出題 1 -
記録から、「short」という語を含む行をすべて返してください。大文字と小文字は区別します。

元の文章 -
%%
ーー そこからプロシェアリングでプロ人材を繋げて、どのように変わったのですか?

中西:
プロ人材と林田産業様の社長と議論を重ねる中で、「廃棄物処理事業という仕事は、SDGsに親和性の高い事業である。廃棄の仕事こそSDGsそのもので、現代の世の中になくてはならない仕事だ」と、まずはプロジェクトメンバーが自社の事業の価値を再認識しました。

そこで従業員全員に「いま注目を浴びているSDGs事業を自分たちがやってるんだ」と理解してもらいたい。そんな想いが大きくなり、SDGs推進に関するプロジェクトが始動しました。

ーー 社長の想いが詰まった身の引き締まるプロジェクトですね…!具体的にどのように推進していったのですか?
中西:
まずは、SDGs推進に知見のあるプロ人材と幹部社員とで、SDGsに関するディスカッションを行いました。
林田産業様の事業における社会的な提供価値を、SDGsで定められている17のゴールに沿って一つひとつ言語化し整理し、SDGsに取組む目的を明確にしていきました。

ーー なるほど。「林田産業様だからこそできるSDGs」を考えるところからのスタートだったんですね。
中西:
そうですね。その後は、従業員への教育プロセスを整理し、従業員にもワークショップを交えたSDGsの研修を実施しました。既存事業を取り巻くリスクや機会を中長期的に捉え直して、重要課題を洗い出し、取り組むべき「可能性」を取りまとめて、どの事業部で取り組むか、新しい部署が必要かなども検討しました。
%%
与えられた情報 -
%%
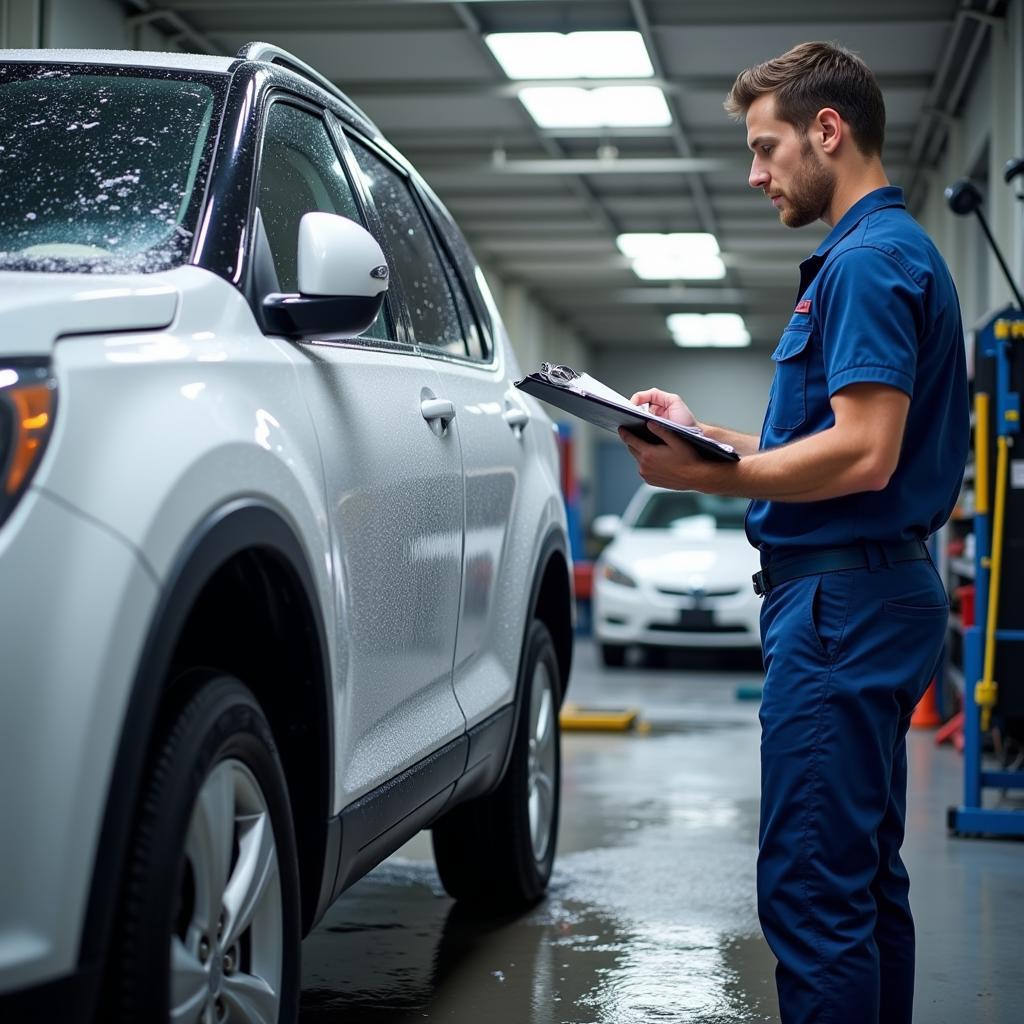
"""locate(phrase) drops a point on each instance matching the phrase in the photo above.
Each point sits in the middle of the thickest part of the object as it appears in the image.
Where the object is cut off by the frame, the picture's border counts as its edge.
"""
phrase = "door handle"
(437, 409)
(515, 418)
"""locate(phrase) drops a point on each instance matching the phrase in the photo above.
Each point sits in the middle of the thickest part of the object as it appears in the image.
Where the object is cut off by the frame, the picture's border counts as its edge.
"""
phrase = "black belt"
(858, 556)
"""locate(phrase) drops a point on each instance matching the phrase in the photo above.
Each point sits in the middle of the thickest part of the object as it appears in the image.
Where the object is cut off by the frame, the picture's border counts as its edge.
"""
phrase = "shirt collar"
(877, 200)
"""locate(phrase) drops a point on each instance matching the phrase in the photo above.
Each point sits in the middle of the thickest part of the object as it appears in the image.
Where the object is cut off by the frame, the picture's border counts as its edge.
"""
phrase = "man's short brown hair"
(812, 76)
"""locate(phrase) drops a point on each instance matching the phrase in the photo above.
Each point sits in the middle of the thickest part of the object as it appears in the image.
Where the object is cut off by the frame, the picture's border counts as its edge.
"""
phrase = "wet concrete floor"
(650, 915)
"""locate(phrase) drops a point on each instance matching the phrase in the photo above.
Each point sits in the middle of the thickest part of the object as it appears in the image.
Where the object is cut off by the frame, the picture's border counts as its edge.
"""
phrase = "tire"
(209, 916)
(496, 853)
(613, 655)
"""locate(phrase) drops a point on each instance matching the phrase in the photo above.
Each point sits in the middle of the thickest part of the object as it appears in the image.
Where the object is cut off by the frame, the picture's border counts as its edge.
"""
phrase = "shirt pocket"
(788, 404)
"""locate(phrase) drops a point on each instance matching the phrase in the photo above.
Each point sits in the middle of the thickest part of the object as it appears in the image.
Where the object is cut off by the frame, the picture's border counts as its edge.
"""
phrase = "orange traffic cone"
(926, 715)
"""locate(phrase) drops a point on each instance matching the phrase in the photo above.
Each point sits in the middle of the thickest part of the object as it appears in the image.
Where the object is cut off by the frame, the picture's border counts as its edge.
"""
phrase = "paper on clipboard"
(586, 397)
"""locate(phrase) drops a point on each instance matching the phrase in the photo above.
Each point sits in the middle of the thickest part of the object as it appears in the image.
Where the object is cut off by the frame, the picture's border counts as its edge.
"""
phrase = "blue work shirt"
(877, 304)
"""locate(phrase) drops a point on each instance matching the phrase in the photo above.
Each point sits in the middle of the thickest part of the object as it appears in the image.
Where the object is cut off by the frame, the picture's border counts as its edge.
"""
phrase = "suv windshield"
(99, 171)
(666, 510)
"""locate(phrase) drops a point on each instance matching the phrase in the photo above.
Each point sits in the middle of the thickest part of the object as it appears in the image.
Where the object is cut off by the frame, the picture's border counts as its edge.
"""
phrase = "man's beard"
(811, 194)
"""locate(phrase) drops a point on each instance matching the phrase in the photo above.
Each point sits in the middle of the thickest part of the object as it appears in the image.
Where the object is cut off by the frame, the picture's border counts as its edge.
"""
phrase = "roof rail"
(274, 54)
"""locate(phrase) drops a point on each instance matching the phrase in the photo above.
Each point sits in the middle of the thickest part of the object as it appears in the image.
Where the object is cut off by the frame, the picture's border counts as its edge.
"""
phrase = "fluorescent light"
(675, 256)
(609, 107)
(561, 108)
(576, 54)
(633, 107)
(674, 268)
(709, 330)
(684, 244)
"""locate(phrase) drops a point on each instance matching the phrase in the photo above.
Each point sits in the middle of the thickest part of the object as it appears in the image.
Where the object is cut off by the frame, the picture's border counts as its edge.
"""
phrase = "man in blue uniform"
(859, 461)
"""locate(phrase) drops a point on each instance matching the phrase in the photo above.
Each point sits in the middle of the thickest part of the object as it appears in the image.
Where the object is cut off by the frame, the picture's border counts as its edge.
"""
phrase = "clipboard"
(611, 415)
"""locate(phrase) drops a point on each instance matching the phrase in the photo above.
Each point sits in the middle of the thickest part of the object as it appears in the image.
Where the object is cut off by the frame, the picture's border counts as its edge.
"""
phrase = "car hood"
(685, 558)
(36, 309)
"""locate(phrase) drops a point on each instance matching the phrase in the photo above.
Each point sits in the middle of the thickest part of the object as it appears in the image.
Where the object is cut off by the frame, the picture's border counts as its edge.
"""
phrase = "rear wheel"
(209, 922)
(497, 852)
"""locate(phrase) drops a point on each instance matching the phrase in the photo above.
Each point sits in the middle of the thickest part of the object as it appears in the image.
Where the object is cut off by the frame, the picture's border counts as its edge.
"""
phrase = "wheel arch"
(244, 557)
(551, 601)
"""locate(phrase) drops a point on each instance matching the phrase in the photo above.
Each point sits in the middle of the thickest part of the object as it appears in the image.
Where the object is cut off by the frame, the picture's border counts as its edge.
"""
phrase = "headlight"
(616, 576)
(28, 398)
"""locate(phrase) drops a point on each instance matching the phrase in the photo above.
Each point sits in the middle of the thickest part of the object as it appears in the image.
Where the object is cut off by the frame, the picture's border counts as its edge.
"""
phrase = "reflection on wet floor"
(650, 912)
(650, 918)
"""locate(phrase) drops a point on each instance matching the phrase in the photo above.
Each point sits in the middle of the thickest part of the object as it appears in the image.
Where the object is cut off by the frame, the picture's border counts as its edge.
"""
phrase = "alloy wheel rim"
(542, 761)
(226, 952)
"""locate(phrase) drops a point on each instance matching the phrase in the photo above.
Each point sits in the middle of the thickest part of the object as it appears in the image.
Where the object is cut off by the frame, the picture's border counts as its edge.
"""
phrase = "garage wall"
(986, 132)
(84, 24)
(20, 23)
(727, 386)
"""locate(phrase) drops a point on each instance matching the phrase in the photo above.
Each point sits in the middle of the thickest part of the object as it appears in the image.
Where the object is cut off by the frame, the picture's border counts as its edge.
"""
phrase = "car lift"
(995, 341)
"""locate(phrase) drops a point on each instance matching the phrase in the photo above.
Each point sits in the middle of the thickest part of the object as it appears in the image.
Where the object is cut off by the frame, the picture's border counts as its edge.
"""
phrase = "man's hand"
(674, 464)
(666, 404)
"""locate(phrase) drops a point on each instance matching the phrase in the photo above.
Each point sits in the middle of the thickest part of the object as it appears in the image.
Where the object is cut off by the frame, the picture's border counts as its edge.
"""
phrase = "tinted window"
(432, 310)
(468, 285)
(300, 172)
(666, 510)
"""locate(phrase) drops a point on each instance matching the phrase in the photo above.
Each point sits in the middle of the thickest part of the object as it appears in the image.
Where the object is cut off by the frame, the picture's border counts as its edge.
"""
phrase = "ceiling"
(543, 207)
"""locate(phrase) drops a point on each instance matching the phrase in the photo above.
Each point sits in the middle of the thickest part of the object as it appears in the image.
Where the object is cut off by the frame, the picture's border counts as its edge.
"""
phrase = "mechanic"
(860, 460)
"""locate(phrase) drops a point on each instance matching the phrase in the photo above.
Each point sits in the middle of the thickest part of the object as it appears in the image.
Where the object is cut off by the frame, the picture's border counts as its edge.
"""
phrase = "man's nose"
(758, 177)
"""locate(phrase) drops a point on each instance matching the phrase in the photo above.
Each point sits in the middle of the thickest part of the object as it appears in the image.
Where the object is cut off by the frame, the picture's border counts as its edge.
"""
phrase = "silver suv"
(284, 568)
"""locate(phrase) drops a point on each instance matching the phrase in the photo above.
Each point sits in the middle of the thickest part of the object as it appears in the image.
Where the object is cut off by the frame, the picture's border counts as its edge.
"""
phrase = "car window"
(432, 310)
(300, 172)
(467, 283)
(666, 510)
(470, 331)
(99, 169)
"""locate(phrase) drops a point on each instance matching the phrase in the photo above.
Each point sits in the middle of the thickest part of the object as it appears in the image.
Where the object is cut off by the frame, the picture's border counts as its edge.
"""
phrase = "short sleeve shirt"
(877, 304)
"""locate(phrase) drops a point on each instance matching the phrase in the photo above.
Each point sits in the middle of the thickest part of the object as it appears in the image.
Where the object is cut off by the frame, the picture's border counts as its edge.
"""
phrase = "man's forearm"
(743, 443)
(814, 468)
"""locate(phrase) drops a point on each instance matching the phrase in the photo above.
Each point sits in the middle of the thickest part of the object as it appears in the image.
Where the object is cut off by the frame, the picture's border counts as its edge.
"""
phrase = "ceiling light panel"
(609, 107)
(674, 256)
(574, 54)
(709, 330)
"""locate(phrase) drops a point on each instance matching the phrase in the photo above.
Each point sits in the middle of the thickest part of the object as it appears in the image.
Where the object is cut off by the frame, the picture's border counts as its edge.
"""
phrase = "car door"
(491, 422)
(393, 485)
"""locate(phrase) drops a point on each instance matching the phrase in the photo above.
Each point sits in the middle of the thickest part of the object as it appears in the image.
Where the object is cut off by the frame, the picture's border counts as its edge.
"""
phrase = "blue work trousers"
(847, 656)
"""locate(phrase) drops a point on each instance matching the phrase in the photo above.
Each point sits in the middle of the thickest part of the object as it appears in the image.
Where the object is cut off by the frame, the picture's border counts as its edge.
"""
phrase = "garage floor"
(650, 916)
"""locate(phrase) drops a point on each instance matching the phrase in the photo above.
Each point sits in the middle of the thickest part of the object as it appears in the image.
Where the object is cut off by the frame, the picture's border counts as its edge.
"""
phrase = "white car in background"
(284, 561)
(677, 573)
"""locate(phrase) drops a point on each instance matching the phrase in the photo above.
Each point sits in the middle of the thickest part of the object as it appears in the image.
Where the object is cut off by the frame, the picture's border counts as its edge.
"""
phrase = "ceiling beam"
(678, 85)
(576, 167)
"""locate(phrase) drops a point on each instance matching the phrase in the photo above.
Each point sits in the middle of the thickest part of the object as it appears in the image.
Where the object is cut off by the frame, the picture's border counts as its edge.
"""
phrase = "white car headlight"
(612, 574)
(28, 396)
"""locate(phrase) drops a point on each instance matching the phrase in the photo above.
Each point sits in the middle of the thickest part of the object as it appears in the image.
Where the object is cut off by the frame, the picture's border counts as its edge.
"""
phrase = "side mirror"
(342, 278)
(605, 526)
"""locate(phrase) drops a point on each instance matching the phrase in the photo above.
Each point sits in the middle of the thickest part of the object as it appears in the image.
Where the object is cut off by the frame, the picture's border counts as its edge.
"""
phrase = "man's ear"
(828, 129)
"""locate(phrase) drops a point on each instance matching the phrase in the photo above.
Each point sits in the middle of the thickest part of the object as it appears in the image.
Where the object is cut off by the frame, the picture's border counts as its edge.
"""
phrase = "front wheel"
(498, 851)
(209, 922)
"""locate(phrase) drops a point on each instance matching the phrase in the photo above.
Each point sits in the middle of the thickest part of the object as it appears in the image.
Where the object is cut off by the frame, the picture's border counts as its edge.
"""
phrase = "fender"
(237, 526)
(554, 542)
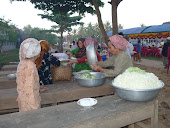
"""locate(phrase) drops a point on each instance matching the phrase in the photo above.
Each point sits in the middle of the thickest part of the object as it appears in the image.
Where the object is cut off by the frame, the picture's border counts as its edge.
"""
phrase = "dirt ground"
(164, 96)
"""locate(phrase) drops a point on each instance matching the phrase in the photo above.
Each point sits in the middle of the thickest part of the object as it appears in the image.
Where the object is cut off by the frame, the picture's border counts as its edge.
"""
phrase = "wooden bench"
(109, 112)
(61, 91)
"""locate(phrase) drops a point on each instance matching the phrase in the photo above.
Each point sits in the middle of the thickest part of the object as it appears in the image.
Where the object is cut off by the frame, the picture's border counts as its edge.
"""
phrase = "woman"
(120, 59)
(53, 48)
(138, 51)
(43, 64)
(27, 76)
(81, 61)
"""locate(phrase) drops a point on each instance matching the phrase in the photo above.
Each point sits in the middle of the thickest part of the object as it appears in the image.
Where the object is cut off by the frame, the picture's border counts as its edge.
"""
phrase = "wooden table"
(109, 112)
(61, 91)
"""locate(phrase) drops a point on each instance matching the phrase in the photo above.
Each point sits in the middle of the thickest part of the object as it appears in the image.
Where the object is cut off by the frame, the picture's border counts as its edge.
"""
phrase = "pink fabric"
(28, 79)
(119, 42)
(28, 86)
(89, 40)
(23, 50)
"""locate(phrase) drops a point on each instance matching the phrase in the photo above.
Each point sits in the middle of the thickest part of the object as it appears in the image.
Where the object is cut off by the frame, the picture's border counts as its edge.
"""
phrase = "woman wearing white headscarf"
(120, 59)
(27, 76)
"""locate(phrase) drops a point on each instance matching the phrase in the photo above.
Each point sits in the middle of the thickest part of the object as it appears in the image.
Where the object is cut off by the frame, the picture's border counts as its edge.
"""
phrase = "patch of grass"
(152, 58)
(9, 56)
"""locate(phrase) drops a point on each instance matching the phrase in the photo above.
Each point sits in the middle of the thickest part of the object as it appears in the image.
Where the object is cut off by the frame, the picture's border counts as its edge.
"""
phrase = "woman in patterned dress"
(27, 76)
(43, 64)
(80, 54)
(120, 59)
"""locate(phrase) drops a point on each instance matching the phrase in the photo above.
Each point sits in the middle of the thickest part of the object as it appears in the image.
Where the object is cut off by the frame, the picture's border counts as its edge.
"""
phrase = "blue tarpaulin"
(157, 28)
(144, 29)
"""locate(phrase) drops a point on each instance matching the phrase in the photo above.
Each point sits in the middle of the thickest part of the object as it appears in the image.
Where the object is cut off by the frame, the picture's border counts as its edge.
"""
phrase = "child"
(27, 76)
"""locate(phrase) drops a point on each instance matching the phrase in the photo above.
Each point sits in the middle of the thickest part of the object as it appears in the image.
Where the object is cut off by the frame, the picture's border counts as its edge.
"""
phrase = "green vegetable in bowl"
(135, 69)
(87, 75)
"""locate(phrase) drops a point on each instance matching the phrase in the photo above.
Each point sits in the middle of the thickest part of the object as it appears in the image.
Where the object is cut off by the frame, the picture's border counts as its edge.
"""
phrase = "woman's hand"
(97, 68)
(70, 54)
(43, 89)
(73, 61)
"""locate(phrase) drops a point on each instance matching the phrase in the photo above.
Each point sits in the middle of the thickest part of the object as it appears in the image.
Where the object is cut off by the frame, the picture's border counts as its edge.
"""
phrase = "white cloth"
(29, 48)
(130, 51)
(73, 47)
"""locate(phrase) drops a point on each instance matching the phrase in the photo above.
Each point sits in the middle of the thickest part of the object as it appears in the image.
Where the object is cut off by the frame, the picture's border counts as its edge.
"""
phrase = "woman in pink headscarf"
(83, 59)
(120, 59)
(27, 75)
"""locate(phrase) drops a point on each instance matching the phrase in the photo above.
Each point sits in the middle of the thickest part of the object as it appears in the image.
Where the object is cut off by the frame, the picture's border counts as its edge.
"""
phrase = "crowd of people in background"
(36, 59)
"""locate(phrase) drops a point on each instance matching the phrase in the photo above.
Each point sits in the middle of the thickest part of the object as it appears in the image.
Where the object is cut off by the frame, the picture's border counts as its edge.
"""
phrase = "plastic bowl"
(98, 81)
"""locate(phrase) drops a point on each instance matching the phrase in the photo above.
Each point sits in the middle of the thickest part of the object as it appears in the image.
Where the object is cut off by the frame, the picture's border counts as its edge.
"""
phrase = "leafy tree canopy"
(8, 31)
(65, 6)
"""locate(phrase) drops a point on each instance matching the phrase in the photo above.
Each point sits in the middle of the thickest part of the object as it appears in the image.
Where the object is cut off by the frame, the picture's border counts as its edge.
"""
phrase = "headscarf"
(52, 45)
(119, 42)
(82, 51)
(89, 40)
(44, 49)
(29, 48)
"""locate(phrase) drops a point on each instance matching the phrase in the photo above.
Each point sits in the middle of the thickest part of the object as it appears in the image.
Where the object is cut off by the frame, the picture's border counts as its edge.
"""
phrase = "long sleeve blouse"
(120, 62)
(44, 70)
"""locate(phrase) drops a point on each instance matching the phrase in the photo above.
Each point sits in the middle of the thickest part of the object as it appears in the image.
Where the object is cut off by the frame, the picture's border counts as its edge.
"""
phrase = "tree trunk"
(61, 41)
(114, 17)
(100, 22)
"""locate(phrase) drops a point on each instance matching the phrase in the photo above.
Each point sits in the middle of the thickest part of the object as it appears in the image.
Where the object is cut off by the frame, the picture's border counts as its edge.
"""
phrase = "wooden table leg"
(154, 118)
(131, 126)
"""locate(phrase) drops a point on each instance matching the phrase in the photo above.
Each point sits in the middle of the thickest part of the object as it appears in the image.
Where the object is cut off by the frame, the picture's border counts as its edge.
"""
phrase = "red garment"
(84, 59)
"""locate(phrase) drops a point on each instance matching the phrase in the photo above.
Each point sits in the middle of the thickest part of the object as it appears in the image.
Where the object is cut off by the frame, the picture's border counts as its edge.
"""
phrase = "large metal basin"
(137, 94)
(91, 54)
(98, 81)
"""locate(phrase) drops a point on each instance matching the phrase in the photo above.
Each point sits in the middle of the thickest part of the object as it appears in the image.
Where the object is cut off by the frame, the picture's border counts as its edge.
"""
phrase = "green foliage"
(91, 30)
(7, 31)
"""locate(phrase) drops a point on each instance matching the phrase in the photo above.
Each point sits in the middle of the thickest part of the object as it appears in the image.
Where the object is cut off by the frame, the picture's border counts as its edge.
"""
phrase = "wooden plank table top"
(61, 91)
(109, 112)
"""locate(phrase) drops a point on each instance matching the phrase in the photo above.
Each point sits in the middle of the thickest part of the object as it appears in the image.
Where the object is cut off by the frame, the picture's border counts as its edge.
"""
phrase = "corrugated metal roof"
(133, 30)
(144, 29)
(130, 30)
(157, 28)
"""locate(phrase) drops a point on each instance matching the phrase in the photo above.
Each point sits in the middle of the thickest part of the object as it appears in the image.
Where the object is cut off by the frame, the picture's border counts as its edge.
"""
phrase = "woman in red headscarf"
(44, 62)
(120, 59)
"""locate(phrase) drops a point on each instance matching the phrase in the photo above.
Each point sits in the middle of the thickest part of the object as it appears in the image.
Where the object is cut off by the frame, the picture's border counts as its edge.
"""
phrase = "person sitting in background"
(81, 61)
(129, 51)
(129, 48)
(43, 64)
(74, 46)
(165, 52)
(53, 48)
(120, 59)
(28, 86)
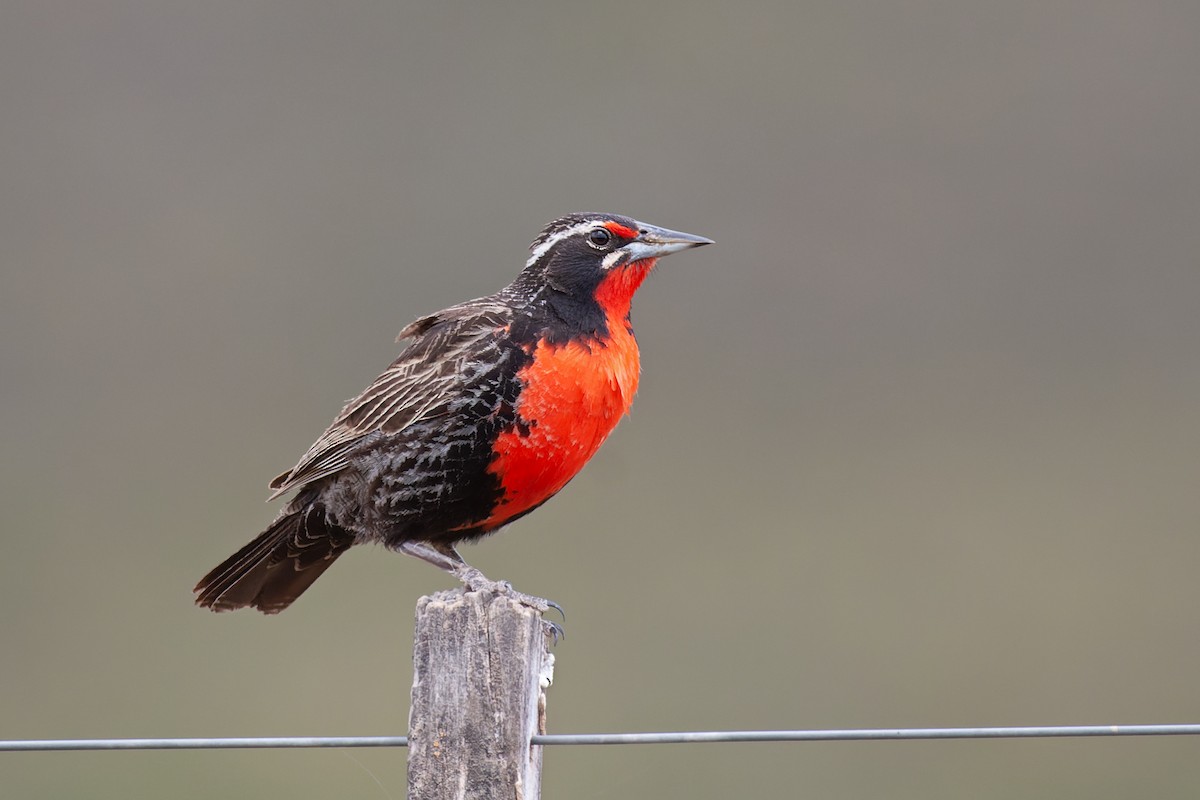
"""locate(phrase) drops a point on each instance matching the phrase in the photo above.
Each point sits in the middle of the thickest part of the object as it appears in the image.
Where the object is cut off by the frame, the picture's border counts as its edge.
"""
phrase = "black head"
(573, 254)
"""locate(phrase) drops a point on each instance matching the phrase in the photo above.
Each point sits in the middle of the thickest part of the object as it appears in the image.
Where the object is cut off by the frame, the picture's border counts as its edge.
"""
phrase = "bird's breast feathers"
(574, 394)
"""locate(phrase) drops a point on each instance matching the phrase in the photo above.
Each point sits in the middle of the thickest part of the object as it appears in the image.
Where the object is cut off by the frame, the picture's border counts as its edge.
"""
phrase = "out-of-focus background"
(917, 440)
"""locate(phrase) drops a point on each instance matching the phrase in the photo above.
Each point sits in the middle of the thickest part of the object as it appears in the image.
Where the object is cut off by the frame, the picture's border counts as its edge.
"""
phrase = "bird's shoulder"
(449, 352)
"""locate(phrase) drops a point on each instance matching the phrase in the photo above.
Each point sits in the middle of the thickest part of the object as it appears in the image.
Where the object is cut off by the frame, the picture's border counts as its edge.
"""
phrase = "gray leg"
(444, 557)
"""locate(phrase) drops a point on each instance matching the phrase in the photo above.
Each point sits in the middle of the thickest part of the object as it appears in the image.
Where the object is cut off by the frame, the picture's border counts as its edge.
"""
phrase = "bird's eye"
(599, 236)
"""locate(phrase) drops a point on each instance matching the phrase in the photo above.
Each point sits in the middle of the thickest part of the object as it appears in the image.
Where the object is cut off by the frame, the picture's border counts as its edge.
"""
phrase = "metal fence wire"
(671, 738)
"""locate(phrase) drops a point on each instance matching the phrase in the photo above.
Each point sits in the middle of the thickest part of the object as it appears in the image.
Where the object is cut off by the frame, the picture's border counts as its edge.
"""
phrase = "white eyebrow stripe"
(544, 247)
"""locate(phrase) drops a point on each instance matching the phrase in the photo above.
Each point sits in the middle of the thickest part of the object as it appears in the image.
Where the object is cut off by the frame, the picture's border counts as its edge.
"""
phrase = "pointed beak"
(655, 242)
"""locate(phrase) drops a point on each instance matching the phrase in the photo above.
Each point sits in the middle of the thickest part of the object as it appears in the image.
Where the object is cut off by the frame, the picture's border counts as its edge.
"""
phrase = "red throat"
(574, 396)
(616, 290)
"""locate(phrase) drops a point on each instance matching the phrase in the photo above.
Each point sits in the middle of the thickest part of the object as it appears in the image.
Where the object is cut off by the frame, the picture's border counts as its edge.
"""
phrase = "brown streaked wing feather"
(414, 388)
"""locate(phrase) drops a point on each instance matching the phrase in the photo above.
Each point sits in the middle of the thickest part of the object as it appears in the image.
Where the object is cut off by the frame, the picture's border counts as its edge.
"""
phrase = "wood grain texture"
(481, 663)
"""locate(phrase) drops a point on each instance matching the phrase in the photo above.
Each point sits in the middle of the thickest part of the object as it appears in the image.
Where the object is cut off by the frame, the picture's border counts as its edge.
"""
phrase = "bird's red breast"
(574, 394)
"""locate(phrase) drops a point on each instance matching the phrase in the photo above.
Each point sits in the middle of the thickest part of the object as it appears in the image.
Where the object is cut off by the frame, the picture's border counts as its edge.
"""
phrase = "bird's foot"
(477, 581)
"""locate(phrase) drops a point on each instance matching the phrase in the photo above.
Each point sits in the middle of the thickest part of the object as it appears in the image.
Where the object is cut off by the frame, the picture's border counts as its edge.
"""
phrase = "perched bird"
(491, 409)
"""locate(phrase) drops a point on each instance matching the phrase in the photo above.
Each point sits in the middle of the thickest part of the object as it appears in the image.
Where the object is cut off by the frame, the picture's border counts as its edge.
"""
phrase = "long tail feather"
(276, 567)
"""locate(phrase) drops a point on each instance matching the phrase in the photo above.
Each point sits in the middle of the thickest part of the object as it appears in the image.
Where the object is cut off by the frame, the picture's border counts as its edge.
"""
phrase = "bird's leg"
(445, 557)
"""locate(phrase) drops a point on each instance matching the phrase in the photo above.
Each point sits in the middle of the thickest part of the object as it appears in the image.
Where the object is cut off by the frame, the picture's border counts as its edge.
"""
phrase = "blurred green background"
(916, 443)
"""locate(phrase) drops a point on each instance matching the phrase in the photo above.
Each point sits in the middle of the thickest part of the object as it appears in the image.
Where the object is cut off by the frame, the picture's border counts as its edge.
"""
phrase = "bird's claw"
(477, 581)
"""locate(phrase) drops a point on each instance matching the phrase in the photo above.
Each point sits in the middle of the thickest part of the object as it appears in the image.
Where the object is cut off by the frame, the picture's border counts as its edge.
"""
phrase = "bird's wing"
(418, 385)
%%
出題 2 -
林田産業様のSDGs推進についてのインタビューを、最後の文のあとから書き続けてください。

回答 1 -
phrase = "man's short brown hair"
phrase = "short sleeve shirt"

回答 2 -
3ヶ月ほどの短期集中型のプロジェクトでしたが、最終的に「今の、ちゃんとSDGsできてたかな?」という会話が従業員同士で生まれるほど、従業員全員にSDGsに取り組む姿勢を持っていただくことができました。
また自社サービスの社会的価値の認識統一や、言語化により、会社はこれからどの事業を拡大させるべきかも明確になり、廃棄から再生の社会の実現、資源の利活用企業への転換のために、プロジェクト終了後には、M&Aも実施しました。

ーー たった3ヶ月で!?非常にスピード感のある密度の濃いプロジェクトだったんですね。
中西:
そうですね。またそれだけで終わるのではなくその後は、アウターブランディングの強化にも取り組みました。広告代理店のクリエイティブ・ディレクターとしての経験を持つプロ人材と共にサステイナビリティサイト制作、採用ツール作成など社外に対する発信の強化を行いました。結果、SDGsへの取り組みにおいて福岡県から高い評価をいただきました。
県から補助金を受け、地方自治体が主体となって行うSDGsイベントの企画立案が舞い込むようになったりしたのは、大きな成果でしたね。

ーー 詳しくお話しいただきありがとうございます。まさに林田産業様・銀行・サーキュレーション・プロ人材の全ての存在なしでは実現できなかった支援ですね!

3.銀行と「共に」歩む地方創生とは

ーー 今回もそうでしたが、いつも企業やプロ人材だけでなく銀行とも連携しながら進められているのですか?

中西:
はい、銀行も地場の企業に寄与したい想いがある中で、一緒に企業のサポートをすることは多いですね。地方のお客様は銀行からご紹介いただくケースが多く、銀行は当社にとって掛け替えのないパートナーです。

ーー なるほど!地方の企業という観点も踏まえ、銀行との連携も取り入れている背景もお聞きして良いでしょうか?

中西:
はい、特に地域企業は内閣府が推進する「先導的人材マッチング事業(※)」の後押しもあり、銀行側とサーキュレーション側、企業側と多方面に良い影響を与えることができるためです。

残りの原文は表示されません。